##### DATASET EXCERPTS

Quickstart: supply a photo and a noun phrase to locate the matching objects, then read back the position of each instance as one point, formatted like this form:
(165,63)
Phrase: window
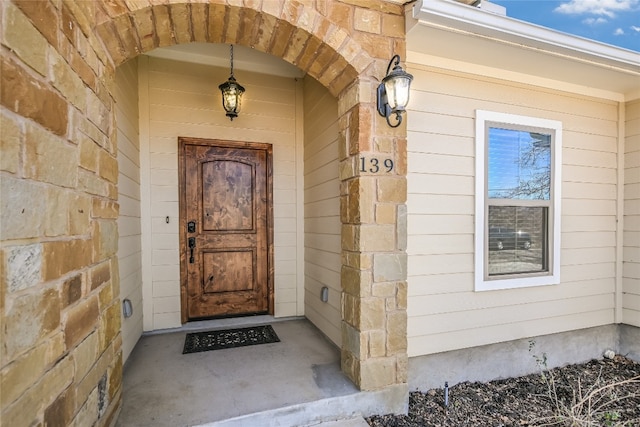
(518,187)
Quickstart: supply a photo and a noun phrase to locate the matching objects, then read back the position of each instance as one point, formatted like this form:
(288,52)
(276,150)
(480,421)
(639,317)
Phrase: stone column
(373,214)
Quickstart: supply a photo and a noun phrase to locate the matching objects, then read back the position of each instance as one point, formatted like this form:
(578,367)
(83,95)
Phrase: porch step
(351,422)
(343,411)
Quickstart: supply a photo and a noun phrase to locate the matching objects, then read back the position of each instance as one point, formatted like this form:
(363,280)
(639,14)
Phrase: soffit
(458,32)
(216,54)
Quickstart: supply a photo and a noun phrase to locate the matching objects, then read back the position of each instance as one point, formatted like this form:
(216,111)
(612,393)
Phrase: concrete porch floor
(295,382)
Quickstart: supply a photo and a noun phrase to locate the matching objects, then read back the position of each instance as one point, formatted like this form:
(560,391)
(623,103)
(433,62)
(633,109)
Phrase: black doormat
(229,338)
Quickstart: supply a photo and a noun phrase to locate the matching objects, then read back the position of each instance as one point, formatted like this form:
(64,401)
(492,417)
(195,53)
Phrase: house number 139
(375,165)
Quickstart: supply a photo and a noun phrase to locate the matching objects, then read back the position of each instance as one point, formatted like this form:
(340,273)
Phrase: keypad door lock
(192,244)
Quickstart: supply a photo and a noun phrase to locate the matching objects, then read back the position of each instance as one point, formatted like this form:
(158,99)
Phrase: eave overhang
(456,35)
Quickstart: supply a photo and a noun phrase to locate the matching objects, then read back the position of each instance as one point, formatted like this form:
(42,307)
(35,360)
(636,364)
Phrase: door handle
(192,245)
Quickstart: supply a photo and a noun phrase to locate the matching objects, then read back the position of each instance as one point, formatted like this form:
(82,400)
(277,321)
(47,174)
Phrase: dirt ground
(597,393)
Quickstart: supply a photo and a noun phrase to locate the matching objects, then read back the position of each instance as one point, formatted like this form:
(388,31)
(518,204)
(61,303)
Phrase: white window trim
(553,278)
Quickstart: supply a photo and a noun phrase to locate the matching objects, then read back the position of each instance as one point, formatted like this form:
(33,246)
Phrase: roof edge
(485,23)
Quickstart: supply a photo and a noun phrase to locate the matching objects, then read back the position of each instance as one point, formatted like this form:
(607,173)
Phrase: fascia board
(462,17)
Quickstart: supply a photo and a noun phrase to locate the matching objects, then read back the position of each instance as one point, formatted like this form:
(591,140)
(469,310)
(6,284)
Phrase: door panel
(226,190)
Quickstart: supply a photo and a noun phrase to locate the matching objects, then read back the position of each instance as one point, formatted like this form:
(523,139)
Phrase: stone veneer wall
(61,357)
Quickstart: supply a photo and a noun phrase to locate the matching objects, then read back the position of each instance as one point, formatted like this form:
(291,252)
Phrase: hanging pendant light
(231,94)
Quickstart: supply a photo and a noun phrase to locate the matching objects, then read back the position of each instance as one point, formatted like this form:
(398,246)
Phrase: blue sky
(615,22)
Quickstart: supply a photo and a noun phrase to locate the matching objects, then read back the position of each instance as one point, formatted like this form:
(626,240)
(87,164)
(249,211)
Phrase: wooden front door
(226,232)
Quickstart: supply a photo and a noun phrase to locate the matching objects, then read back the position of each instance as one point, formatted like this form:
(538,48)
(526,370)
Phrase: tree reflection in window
(519,165)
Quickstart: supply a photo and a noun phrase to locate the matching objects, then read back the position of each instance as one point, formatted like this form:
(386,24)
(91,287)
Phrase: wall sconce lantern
(393,92)
(231,94)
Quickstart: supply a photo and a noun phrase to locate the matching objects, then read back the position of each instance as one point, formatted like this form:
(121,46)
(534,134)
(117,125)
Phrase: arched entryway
(62,93)
(372,274)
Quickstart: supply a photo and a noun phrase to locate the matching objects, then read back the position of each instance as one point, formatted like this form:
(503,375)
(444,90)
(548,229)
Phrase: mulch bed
(546,398)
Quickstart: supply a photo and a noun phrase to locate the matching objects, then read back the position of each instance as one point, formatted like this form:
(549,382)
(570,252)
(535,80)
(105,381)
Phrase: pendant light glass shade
(231,94)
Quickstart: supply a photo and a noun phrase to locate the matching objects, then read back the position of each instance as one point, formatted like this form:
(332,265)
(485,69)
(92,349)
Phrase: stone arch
(292,31)
(348,60)
(57,72)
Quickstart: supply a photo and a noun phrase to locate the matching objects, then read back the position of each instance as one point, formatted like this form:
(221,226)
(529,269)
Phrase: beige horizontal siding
(631,237)
(445,312)
(129,228)
(322,262)
(184,100)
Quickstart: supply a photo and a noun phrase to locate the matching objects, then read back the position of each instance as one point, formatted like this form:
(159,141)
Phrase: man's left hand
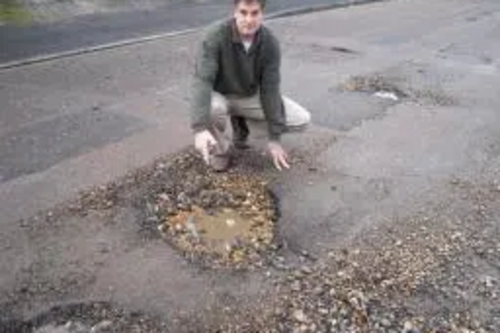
(279,156)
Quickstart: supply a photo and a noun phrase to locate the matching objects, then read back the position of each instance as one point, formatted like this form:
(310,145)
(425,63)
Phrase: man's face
(248,17)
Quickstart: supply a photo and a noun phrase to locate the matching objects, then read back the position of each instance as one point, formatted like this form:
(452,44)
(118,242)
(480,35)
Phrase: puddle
(217,219)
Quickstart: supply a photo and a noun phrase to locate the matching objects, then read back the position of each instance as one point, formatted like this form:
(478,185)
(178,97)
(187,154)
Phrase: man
(237,74)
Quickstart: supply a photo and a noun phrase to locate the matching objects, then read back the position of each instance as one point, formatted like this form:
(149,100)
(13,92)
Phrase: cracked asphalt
(406,189)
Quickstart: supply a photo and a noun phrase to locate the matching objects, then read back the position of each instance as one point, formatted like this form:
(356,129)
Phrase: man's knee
(298,118)
(219,105)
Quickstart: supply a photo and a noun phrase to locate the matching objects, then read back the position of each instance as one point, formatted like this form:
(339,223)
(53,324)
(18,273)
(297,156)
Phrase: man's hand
(203,142)
(279,156)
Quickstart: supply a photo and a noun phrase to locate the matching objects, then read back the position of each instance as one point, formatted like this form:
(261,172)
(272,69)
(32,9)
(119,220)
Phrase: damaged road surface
(389,220)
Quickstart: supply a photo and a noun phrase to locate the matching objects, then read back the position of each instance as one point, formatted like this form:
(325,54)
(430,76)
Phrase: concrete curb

##########

- DO THIS -
Pull out each line of the records that includes the word "stone", keeping only those lines. Matching is case-sensitive.

- OUTPUT -
Phrase: stone column
Phrase: stone veneer wall
Phrase: stone arch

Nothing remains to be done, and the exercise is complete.